• _TASK INSTRUCTIONS_:
Reproduce the entries below word for word, starting from the first line and stopping after the line that contains "[0,280,750,500]", with that line included.
___ DATASET CONTENT ___
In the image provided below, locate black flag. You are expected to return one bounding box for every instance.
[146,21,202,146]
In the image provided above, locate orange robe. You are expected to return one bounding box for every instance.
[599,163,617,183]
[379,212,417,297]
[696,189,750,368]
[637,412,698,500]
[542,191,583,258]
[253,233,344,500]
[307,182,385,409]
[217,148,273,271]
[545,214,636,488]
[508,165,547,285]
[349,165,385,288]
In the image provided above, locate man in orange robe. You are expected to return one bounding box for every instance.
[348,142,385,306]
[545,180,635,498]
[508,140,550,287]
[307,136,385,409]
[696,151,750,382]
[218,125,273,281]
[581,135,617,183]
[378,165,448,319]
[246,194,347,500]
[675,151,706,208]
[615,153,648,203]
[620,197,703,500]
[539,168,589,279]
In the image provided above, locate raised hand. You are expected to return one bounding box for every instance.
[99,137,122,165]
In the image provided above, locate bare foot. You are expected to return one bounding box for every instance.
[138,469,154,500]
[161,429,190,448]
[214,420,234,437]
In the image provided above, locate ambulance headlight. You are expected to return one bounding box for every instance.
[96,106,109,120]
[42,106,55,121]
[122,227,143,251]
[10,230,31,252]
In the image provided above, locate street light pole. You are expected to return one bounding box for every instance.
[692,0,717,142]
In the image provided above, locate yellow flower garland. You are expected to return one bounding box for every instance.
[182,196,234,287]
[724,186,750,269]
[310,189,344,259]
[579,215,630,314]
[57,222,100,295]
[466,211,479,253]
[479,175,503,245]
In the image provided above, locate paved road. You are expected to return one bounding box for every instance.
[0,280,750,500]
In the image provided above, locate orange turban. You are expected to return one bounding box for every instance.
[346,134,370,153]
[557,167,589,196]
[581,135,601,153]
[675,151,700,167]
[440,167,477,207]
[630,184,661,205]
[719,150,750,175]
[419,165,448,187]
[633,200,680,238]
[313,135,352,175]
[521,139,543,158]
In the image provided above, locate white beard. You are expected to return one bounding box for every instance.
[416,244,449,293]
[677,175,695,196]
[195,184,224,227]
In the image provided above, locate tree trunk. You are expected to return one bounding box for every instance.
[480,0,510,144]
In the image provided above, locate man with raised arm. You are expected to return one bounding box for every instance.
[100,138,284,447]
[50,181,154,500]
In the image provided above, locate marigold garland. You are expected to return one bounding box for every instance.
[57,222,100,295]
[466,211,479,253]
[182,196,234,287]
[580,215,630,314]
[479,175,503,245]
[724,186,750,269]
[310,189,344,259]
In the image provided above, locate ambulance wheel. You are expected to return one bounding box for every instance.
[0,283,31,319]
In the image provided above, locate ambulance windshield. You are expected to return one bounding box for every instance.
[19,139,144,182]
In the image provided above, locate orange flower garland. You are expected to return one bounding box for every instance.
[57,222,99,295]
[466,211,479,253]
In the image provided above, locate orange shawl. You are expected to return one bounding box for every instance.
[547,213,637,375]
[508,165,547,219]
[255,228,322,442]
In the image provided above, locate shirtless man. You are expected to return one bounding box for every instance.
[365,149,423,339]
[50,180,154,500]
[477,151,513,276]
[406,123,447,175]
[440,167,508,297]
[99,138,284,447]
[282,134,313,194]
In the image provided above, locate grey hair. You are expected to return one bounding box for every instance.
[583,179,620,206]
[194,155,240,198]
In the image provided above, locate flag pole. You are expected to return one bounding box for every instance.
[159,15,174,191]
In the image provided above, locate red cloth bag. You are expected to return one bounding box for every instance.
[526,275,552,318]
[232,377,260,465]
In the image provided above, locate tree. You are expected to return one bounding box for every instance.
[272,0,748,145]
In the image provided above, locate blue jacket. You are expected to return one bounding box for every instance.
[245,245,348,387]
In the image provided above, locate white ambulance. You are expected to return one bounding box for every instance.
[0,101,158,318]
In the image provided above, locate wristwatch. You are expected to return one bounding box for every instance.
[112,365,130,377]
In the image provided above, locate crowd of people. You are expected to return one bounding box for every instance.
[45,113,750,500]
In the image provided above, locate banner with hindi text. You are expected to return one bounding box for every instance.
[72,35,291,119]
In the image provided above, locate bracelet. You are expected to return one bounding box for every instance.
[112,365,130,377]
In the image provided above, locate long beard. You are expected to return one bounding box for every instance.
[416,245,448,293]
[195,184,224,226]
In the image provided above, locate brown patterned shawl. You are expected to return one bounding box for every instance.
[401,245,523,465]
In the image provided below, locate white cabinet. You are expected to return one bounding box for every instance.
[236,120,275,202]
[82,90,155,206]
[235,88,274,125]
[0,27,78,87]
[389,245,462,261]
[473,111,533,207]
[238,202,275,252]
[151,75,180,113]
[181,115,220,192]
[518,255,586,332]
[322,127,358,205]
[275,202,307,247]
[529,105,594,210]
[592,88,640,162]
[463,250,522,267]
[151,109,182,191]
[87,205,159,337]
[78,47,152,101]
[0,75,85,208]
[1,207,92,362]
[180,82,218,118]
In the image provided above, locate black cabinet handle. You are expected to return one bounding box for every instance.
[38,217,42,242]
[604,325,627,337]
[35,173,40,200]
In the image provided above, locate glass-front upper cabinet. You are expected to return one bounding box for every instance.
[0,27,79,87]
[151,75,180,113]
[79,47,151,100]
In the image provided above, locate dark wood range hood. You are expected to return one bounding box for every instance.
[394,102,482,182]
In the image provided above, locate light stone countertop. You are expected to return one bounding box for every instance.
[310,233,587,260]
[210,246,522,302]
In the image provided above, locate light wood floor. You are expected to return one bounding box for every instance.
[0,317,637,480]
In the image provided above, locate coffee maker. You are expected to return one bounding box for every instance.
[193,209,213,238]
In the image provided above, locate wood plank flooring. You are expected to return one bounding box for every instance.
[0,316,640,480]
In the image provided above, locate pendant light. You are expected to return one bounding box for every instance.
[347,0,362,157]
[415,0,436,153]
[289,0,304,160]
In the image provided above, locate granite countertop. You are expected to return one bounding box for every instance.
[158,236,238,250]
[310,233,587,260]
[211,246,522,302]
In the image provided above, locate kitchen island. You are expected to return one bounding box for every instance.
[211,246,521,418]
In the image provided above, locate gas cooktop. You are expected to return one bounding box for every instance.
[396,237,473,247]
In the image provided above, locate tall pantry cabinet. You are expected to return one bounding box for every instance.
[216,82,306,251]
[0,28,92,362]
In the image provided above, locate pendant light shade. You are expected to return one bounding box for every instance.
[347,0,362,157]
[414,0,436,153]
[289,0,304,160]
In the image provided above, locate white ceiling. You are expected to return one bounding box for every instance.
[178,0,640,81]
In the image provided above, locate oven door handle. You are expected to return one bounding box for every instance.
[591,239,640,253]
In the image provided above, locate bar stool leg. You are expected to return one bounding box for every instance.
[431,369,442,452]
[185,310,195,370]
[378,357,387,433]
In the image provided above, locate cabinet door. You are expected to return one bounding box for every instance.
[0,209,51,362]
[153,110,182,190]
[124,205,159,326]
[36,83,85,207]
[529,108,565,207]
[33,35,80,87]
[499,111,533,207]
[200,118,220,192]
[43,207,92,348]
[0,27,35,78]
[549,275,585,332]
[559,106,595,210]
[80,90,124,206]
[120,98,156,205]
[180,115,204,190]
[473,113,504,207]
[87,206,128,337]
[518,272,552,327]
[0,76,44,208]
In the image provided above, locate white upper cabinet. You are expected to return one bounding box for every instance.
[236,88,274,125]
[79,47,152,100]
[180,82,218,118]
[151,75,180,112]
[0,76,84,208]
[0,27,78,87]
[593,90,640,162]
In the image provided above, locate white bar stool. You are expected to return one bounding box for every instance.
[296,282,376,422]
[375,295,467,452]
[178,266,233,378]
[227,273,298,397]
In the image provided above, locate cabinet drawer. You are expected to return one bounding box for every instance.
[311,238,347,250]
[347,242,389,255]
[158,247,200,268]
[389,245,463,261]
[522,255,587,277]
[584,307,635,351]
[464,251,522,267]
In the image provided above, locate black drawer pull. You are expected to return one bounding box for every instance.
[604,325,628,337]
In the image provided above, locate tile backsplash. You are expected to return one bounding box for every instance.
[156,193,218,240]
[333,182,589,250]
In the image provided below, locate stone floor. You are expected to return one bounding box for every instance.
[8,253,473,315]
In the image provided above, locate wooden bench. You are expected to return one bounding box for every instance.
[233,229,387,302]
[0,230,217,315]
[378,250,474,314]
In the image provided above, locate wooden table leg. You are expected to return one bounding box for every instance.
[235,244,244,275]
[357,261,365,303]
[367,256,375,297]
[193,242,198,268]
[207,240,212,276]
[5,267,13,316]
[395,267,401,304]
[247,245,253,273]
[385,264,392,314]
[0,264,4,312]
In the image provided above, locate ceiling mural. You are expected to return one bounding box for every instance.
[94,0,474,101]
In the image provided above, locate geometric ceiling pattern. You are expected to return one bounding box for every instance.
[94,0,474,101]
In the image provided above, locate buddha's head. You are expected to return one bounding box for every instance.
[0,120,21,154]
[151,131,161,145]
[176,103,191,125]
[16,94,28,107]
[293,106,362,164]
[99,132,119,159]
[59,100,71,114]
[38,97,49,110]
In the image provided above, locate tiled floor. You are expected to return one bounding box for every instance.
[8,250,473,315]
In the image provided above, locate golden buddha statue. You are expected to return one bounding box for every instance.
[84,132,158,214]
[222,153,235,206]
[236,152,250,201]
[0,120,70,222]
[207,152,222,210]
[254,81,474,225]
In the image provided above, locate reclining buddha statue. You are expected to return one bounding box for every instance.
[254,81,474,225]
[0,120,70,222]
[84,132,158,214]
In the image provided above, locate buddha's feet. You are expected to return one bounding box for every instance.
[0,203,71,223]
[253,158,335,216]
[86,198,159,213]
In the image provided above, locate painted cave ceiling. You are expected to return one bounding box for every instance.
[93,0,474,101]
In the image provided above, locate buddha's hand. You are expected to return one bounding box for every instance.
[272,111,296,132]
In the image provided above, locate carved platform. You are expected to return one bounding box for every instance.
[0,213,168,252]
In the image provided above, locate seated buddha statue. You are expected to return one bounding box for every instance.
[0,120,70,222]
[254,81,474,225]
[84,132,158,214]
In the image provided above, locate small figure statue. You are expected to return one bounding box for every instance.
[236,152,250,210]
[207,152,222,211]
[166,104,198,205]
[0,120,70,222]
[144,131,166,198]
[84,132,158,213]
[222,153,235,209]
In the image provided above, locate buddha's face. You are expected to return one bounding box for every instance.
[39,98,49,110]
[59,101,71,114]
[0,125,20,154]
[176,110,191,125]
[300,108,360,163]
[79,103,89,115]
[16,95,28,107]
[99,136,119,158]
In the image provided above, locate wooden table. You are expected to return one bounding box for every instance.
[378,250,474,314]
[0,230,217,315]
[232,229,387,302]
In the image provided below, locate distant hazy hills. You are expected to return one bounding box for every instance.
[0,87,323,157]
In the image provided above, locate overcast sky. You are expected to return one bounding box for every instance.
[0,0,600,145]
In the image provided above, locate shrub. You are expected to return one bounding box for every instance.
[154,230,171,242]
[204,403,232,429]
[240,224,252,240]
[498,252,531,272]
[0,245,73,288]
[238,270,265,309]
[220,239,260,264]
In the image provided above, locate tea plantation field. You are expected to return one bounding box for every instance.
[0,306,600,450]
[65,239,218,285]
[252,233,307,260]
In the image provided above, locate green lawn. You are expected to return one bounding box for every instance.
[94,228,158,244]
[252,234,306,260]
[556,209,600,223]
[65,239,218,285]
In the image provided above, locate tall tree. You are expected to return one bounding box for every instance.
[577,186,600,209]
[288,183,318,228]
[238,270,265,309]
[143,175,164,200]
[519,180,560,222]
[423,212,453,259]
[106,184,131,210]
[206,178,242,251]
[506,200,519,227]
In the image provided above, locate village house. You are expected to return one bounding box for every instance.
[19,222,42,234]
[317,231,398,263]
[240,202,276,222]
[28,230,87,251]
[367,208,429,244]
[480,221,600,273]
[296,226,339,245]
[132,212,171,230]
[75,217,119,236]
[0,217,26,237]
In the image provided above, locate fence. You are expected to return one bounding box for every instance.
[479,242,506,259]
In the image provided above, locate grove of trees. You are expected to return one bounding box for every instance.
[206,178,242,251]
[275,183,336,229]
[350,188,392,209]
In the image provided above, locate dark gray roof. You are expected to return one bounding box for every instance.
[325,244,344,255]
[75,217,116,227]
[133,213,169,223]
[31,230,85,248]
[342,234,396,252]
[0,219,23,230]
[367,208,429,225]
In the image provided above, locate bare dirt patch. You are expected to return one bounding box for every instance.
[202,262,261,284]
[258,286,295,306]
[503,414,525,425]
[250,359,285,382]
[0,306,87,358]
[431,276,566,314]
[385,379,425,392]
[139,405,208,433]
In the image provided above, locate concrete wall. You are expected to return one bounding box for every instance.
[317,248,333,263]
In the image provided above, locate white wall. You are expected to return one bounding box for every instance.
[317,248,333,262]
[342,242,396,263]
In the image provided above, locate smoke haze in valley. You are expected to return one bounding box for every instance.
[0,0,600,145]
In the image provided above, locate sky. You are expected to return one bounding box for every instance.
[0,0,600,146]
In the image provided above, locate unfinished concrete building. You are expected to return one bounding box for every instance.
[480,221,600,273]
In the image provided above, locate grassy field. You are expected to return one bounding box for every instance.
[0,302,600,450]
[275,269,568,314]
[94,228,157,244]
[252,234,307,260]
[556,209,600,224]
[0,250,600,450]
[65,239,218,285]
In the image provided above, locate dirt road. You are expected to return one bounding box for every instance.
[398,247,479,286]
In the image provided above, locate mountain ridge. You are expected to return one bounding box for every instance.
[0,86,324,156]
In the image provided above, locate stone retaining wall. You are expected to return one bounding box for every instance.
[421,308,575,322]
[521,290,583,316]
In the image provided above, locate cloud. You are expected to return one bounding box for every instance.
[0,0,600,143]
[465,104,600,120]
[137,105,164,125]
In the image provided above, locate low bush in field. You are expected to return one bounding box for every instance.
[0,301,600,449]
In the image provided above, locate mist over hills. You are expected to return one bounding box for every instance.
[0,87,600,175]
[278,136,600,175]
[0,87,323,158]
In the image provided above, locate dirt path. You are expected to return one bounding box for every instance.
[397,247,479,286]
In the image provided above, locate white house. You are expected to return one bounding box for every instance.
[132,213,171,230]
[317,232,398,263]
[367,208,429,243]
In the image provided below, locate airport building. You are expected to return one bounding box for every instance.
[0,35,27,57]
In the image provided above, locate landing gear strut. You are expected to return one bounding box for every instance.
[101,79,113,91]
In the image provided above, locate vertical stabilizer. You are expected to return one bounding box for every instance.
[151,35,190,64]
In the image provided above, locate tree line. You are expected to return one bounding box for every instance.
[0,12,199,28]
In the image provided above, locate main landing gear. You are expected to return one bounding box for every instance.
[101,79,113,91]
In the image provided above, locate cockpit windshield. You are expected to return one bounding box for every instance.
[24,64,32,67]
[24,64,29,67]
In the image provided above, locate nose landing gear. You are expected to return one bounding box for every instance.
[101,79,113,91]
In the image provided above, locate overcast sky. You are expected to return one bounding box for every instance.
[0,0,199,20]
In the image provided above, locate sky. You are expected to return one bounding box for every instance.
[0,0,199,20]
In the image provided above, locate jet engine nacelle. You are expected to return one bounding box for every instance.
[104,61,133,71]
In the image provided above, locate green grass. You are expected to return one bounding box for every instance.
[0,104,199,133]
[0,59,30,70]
___
• _RESPONSE FOR THIS EXERCISE_:
In the image provided below, locate black flag. You are expected to return one bounding box for every instance.
[146,21,202,146]
In the image provided above, locate orange robe. You are expected to return one bounding box for every instance.
[599,163,617,183]
[379,212,417,297]
[696,189,750,368]
[637,412,698,500]
[542,191,583,258]
[253,233,344,500]
[307,182,385,409]
[217,148,273,271]
[545,214,636,488]
[508,165,547,285]
[349,165,385,288]
In the image provided above, locate man in orange robe. You are expected to return one bounding box for every instance.
[348,142,385,306]
[545,180,635,498]
[508,140,550,287]
[307,136,385,409]
[696,151,750,382]
[218,125,273,281]
[581,135,617,183]
[378,165,448,319]
[246,194,347,500]
[675,151,706,208]
[615,153,648,203]
[620,197,703,500]
[539,168,589,279]
In the image provided above, locate raised hand. You are expected to return one bounding box for every instance.
[99,137,122,165]
In the image provided above, locate bare foot. You are expected to return one bounding box for every instance.
[138,469,154,500]
[161,429,190,448]
[214,420,234,437]
In the image provided above, locate ambulance headlight. You are expected to return one bounding box for every instance.
[96,106,109,120]
[42,106,55,121]
[122,227,143,251]
[10,230,31,252]
In the image provided above, locate street light pole. You are expected to return one bounding box for every instance.
[692,0,717,142]
In the image provided above, locate yellow flower garland. You are expected to return one bounding box for every instance.
[182,196,234,287]
[724,186,750,269]
[310,189,344,259]
[579,215,630,314]
[57,222,100,295]
[466,211,479,253]
[479,175,503,245]
In the image provided above, locate paved road. You are expected to return one bounding box for every instance.
[0,280,750,500]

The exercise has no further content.